What to work on →
Count the lines in the data below that contain the word "array". Give only the number.

Material supplied →
★ ★ ★ ★

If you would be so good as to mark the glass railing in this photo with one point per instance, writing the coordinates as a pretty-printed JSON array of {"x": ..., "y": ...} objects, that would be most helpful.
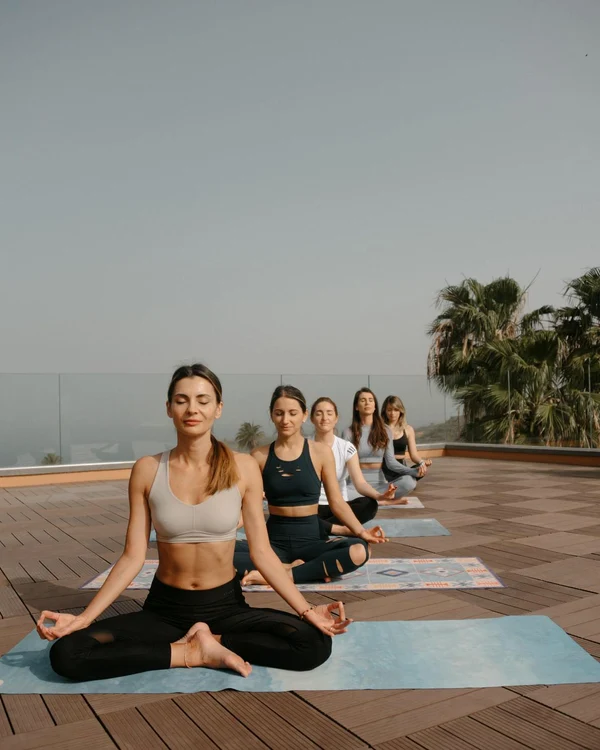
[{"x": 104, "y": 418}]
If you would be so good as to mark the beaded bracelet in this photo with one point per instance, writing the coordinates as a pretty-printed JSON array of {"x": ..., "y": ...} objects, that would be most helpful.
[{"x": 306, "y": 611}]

★ ★ ★ ★

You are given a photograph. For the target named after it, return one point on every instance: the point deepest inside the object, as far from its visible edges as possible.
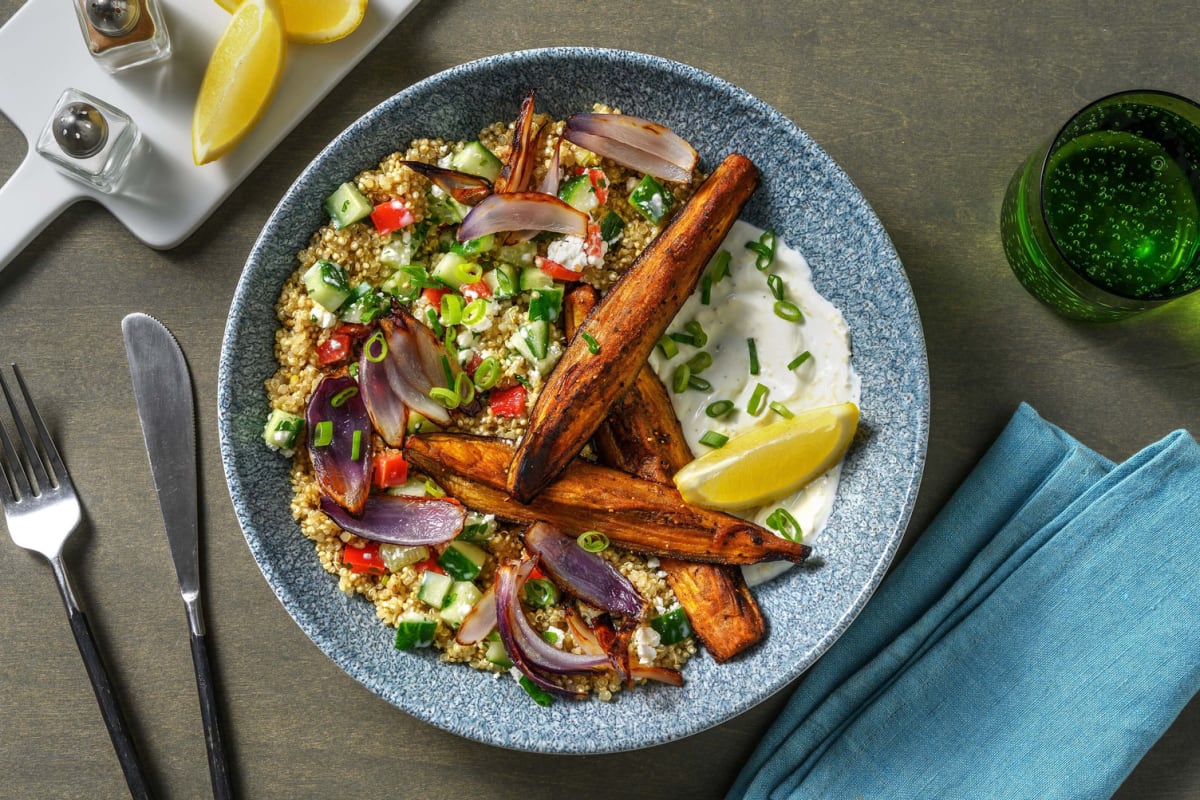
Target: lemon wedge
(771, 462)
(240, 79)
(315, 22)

★ ★ ★ ★

Worked solution →
2